**RECORDS FOR THE EXERCISE**
>>

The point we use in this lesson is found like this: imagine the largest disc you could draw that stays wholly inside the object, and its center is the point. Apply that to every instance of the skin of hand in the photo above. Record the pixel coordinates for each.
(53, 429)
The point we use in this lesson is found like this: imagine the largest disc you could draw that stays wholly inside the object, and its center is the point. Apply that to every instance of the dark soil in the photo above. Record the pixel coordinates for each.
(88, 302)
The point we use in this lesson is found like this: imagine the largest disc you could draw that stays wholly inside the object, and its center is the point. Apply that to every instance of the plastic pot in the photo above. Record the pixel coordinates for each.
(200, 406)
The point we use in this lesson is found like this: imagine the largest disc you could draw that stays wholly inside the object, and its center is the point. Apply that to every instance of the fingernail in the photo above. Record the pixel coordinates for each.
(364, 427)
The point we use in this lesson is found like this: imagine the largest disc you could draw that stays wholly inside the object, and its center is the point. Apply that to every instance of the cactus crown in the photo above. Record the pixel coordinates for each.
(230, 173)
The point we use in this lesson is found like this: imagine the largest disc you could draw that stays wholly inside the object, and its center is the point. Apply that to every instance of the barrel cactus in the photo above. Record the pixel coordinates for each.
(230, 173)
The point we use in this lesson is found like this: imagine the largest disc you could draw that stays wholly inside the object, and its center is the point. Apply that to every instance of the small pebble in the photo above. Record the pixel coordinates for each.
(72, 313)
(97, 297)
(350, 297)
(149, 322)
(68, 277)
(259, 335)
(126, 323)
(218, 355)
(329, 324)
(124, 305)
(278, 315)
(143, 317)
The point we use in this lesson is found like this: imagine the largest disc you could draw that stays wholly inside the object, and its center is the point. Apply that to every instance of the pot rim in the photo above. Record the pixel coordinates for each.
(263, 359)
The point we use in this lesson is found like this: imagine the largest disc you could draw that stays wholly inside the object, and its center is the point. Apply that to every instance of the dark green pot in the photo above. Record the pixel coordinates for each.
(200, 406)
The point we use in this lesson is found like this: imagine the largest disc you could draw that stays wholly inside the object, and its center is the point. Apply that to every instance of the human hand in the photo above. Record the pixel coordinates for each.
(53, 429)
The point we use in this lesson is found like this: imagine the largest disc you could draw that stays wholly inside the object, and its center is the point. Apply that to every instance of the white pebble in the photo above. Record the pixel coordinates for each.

<<
>>

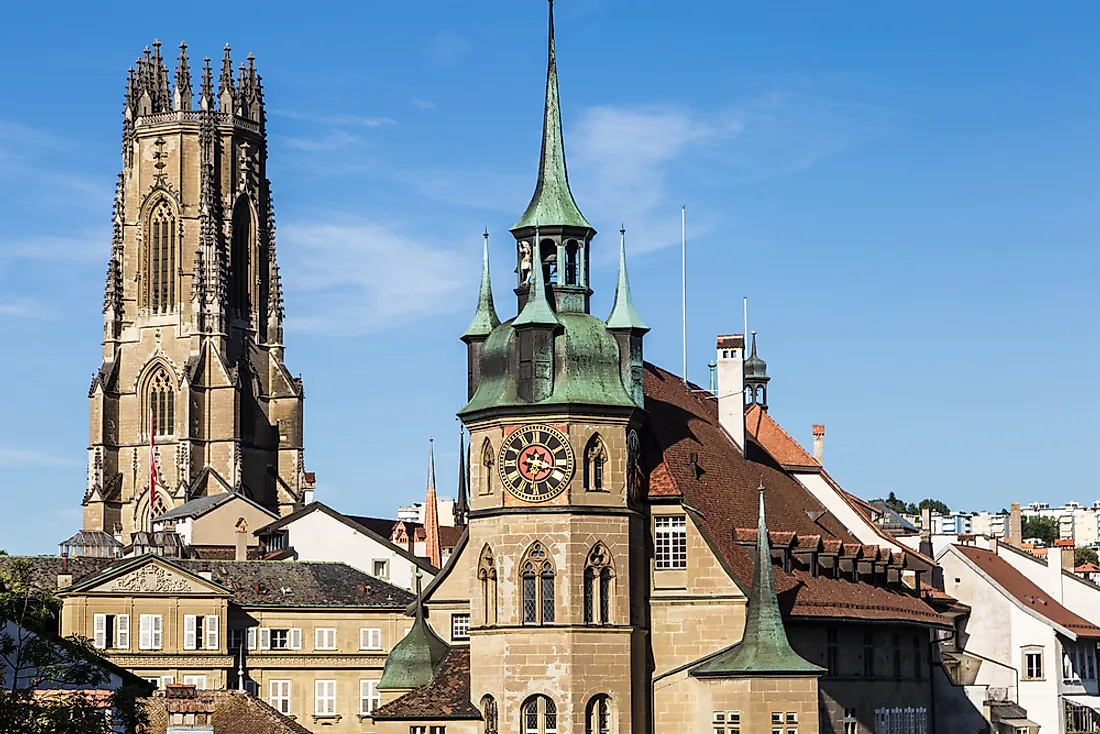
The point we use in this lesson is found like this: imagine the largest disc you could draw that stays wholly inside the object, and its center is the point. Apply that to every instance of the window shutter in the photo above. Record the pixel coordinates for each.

<<

**WHAT THIS TASK INVOLVES**
Which lines in the entries above contain the word "hand"? Report each of them in full.

**REPLY**
The point we use in this lesson is found like this: imagine the largest disc you could draw that stays wholly inside the object, and its center is the point. Apply that to every instance of the skin of hand in the photo above. Record the pixel coordinates for each.
The point we use in this lesson is found like this: imagine the largest disc you could draw that stays wholly inside the object, and its center is the point. Apply that to every instance of the human hand in the photo above. Record the pixel coordinates for each.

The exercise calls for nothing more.